#### Records to process:
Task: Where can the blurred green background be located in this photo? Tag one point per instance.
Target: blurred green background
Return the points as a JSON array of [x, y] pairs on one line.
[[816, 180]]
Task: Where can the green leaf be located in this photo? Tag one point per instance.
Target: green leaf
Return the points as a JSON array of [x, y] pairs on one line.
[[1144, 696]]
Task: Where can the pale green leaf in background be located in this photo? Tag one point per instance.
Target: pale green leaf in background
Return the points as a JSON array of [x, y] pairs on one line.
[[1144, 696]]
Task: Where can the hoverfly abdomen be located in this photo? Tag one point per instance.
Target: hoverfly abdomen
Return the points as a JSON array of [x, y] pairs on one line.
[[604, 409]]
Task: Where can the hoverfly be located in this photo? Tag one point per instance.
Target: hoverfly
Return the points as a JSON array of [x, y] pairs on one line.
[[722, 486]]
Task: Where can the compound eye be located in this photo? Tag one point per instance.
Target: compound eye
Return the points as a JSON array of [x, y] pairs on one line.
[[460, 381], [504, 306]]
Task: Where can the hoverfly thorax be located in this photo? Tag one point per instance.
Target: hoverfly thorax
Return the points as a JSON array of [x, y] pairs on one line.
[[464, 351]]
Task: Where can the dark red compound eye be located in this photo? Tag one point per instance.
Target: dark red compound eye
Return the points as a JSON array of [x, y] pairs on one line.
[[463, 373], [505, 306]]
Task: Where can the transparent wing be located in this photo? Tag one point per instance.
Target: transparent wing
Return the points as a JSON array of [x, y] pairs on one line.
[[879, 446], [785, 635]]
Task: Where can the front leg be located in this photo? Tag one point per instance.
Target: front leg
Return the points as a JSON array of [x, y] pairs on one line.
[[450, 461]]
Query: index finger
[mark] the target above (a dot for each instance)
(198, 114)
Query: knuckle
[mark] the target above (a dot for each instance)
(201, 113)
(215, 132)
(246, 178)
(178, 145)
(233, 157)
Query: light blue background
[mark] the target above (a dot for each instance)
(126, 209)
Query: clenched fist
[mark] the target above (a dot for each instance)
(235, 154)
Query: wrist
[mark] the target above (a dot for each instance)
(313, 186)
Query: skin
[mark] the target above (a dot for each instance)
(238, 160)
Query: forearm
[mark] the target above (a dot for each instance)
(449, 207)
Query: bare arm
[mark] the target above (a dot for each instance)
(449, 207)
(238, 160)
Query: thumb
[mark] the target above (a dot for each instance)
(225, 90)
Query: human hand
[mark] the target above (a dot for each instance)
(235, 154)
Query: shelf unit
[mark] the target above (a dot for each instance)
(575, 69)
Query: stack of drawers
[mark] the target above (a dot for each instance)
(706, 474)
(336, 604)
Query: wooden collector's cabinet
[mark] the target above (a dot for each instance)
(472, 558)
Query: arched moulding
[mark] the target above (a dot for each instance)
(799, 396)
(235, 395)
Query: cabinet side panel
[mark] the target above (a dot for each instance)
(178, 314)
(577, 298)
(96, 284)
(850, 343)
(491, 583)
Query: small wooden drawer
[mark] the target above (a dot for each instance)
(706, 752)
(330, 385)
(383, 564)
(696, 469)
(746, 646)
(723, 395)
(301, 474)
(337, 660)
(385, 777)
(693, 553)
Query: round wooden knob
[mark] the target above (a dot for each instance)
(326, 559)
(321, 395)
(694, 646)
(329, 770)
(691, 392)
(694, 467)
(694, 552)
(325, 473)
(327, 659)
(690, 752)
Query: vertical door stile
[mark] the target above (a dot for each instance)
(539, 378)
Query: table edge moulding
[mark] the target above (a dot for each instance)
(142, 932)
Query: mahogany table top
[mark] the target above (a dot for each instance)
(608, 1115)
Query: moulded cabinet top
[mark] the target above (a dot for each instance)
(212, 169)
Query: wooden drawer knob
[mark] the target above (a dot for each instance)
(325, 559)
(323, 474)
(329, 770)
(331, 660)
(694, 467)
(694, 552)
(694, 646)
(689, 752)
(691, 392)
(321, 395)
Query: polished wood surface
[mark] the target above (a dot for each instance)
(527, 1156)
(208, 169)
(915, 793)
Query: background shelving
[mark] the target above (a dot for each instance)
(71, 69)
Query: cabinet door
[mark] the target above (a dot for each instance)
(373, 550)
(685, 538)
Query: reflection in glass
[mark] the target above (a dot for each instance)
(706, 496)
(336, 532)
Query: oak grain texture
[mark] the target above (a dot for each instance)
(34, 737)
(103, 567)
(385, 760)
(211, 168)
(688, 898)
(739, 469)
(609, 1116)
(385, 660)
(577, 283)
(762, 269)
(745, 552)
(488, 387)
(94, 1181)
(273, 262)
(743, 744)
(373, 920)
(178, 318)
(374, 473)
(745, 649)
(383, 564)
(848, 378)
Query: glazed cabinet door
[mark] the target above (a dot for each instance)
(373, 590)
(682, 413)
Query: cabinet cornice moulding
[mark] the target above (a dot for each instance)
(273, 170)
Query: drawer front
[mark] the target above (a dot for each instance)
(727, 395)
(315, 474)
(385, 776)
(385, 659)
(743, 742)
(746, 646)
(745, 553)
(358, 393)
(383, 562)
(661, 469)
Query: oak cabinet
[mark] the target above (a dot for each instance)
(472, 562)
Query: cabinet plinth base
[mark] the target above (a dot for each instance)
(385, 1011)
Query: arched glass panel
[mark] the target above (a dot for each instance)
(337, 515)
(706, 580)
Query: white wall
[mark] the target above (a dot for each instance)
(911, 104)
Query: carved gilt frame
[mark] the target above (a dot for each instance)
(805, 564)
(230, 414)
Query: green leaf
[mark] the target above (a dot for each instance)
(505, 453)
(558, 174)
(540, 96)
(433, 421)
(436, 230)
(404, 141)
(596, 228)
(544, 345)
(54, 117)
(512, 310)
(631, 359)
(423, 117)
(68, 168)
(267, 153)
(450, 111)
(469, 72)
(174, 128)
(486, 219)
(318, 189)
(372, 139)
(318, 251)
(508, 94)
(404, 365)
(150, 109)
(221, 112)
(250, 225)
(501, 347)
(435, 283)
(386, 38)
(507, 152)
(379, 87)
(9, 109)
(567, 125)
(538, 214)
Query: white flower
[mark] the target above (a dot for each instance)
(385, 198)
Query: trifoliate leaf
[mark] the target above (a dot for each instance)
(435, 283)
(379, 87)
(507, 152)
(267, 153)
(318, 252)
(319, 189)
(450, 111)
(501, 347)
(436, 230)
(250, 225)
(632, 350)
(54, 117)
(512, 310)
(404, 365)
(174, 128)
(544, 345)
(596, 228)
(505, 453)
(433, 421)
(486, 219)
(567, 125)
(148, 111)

#### Prompt:
Convert every line of the data above into a JSON list of strings, one string per line, leaving out any blank lines.

#### Complete answer:
[
  "Task: Where can the blurred green background be located in this photo? Tag one point per instance.",
  "Target: blurred green background",
  "Return the points as a JSON array of [x, y] pairs on one line.",
  "[[816, 180]]",
  "Task: Where can the green leaf be located in this photo? Tag one point per instance.",
  "Target: green leaf",
  "Return the points as a JSON array of [x, y] pairs on one line.",
  "[[1144, 696]]",
  "Task: Where can the pale green leaf in background be located in this photo? Tag one point per instance.",
  "Target: pale green leaf in background",
  "Return the points as a JSON array of [x, y] pairs on one line.",
  "[[1144, 696]]",
  "Task: Where can the hoverfly abdomen be located in this photo? Tag one point per instance.",
  "Target: hoverfly abdomen",
  "Return the points as a JSON array of [x, y] pairs on one line.",
  "[[604, 409]]",
  "Task: Where can the hoverfly be located in this photo? Tag one point per instance.",
  "Target: hoverfly",
  "Return the points as a JSON array of [x, y] pairs on one line.",
  "[[722, 486]]",
  "Task: Where can the compound eye be located in this photo? Tag one point per instance.",
  "Target: compound eye",
  "Return the points as a JSON array of [x, y] pairs on one line.",
  "[[460, 381], [504, 306]]",
  "Task: Where can the hoverfly thorax be located in this photo? Tag one point per instance.",
  "Target: hoverfly thorax",
  "Return the points as a JSON array of [x, y] pairs on one line.",
  "[[464, 351]]",
  "Task: Where can the dark red compound eye be located in this photo? Tag one point per instance.",
  "Target: dark red compound eye",
  "Return the points as a JSON array of [x, y] pairs on one line.",
  "[[463, 373], [505, 306]]",
  "Task: Where can the transparent wing be located in this photo? Tag one point per instance.",
  "Target: transparent wing",
  "Return the points as a JSON array of [x, y] pairs on one line.",
  "[[879, 446], [785, 635]]",
  "Task: Where can the front leg be located in this photo? Tag one point per instance.",
  "Target: front leg",
  "Return the points as a JSON array of [x, y] pairs on one line.",
  "[[450, 461]]",
  "Query: index finger",
  "[mark] the target above (a dot for each instance)",
  "(198, 114)",
  "Query: knuckle",
  "[mark] the target above (a dot for each instance)",
  "(201, 113)",
  "(215, 132)",
  "(246, 178)",
  "(178, 145)",
  "(233, 157)",
  "Query: light blue background",
  "[mark] the target above (a dot for each instance)",
  "(126, 209)",
  "Query: clenched fist",
  "[mark] the target above (a dot for each instance)",
  "(235, 154)",
  "Query: wrist",
  "[mark] the target above (a dot for each instance)",
  "(313, 186)",
  "Query: skin",
  "[mark] the target above (a dot for each instance)",
  "(238, 160)",
  "Query: forearm",
  "[mark] the target above (a dot for each instance)",
  "(449, 207)",
  "Query: bare arm",
  "[mark] the target above (a dot for each instance)",
  "(449, 207)",
  "(238, 160)",
  "Query: thumb",
  "[mark] the target above (a dot for each instance)",
  "(225, 90)",
  "Query: human hand",
  "[mark] the target above (a dot for each instance)",
  "(235, 154)",
  "Query: shelf unit",
  "[mark] the target above (a dot for each instance)",
  "(575, 69)",
  "Query: stack of drawers",
  "[mark] the target above (a dot for each instance)",
  "(706, 474)",
  "(336, 604)",
  "Query: wooden collector's cabinet",
  "[mark] the target above (a dot for each instance)",
  "(472, 558)",
  "Query: arched moulding",
  "[mark] the target above (a dot for each instance)",
  "(799, 396)",
  "(235, 395)",
  "Query: cabinet side panel",
  "[mark] the target above (a dot for each instance)",
  "(178, 314)",
  "(577, 298)",
  "(96, 284)",
  "(850, 343)",
  "(491, 583)",
  "Query: small wooden drawer",
  "[mark] the target above (a dot for each instance)",
  "(706, 752)",
  "(330, 385)",
  "(383, 564)",
  "(696, 469)",
  "(746, 646)",
  "(723, 395)",
  "(301, 474)",
  "(337, 660)",
  "(385, 777)",
  "(693, 553)",
  "Query: round wooden knob",
  "[mark] the target above (a dot for each instance)",
  "(326, 559)",
  "(321, 395)",
  "(694, 646)",
  "(329, 770)",
  "(691, 392)",
  "(694, 467)",
  "(694, 552)",
  "(325, 473)",
  "(327, 659)",
  "(690, 752)",
  "Query: vertical door stile",
  "[mark] the target above (a dot for each instance)",
  "(539, 378)",
  "Query: table edge moulding",
  "[mark] the target above (a dot for each instance)",
  "(142, 932)",
  "Query: mahogany table top",
  "[mark] the target above (a dot for each instance)",
  "(608, 1115)",
  "Query: moulded cabinet top",
  "[mark] the target above (a dot for each instance)",
  "(212, 169)",
  "Query: wooden drawer knob",
  "[mark] the target above (a dot for each instance)",
  "(325, 559)",
  "(323, 474)",
  "(329, 770)",
  "(331, 660)",
  "(694, 467)",
  "(694, 552)",
  "(694, 646)",
  "(689, 752)",
  "(691, 392)",
  "(321, 395)",
  "Query: polished wood surface",
  "[mark] the target above (a dot for each instance)",
  "(527, 1156)",
  "(208, 169)",
  "(915, 793)",
  "Query: background shelving",
  "[mark] the target above (a dot for each instance)",
  "(71, 69)",
  "Query: cabinet door",
  "[mark] the target above (a dot for each instance)",
  "(373, 550)",
  "(685, 538)",
  "Query: reflection in glass",
  "[mark] the target above (a dot for each instance)",
  "(706, 496)",
  "(336, 532)",
  "Query: oak grain texture",
  "[mark] the target above (a dot for each instance)",
  "(34, 737)",
  "(103, 567)",
  "(385, 760)",
  "(211, 168)",
  "(688, 898)",
  "(739, 469)",
  "(609, 1116)",
  "(385, 660)",
  "(577, 283)",
  "(762, 269)",
  "(745, 552)",
  "(488, 387)",
  "(94, 1181)",
  "(273, 262)",
  "(743, 744)",
  "(373, 920)",
  "(178, 318)",
  "(374, 473)",
  "(745, 649)",
  "(383, 564)",
  "(848, 378)",
  "Query: glazed cabinet door",
  "[mark] the target above (a dot for each instance)",
  "(373, 590)",
  "(682, 413)",
  "Query: cabinet cornice moulding",
  "[mark] the target above (a dot for each instance)",
  "(273, 170)",
  "Query: drawer front",
  "[mark] the target above (a dot for each instance)",
  "(727, 395)",
  "(315, 474)",
  "(385, 776)",
  "(385, 659)",
  "(743, 742)",
  "(746, 646)",
  "(745, 553)",
  "(358, 393)",
  "(383, 562)",
  "(661, 469)",
  "Query: oak cabinet",
  "[mark] the target above (a dot for each instance)",
  "(472, 562)",
  "Query: cabinet plinth base",
  "[mark] the target above (a dot for each instance)",
  "(385, 1011)",
  "Query: arched glass panel",
  "[mark] the target above (a dot for each instance)",
  "(337, 515)",
  "(706, 580)",
  "Query: white wall",
  "[mark] the target above (a dot for each instance)",
  "(911, 104)",
  "Query: carved gilt frame",
  "[mark] the target above (a dot for each instance)",
  "(805, 564)",
  "(230, 414)",
  "Query: green leaf",
  "[mark] the target above (a dot for each instance)",
  "(505, 453)",
  "(558, 174)",
  "(540, 96)",
  "(433, 421)",
  "(436, 230)",
  "(404, 141)",
  "(596, 228)",
  "(544, 345)",
  "(54, 117)",
  "(512, 310)",
  "(631, 359)",
  "(423, 117)",
  "(68, 168)",
  "(267, 153)",
  "(450, 111)",
  "(469, 72)",
  "(174, 128)",
  "(486, 219)",
  "(318, 189)",
  "(372, 139)",
  "(318, 251)",
  "(508, 94)",
  "(404, 365)",
  "(150, 109)",
  "(221, 112)",
  "(250, 225)",
  "(501, 347)",
  "(435, 283)",
  "(386, 38)",
  "(507, 152)",
  "(379, 87)",
  "(9, 109)",
  "(567, 125)",
  "(538, 214)",
  "Query: white flower",
  "[mark] the target above (a dot for each instance)",
  "(385, 198)",
  "Query: trifoliate leaf",
  "[mark] the target above (a dot for each instance)",
  "(435, 283)",
  "(379, 87)",
  "(507, 152)",
  "(267, 153)",
  "(318, 252)",
  "(319, 189)",
  "(450, 111)",
  "(501, 347)",
  "(436, 230)",
  "(250, 225)",
  "(632, 350)",
  "(54, 117)",
  "(512, 310)",
  "(404, 365)",
  "(174, 128)",
  "(544, 345)",
  "(596, 228)",
  "(505, 453)",
  "(433, 421)",
  "(486, 219)",
  "(567, 125)",
  "(148, 111)"
]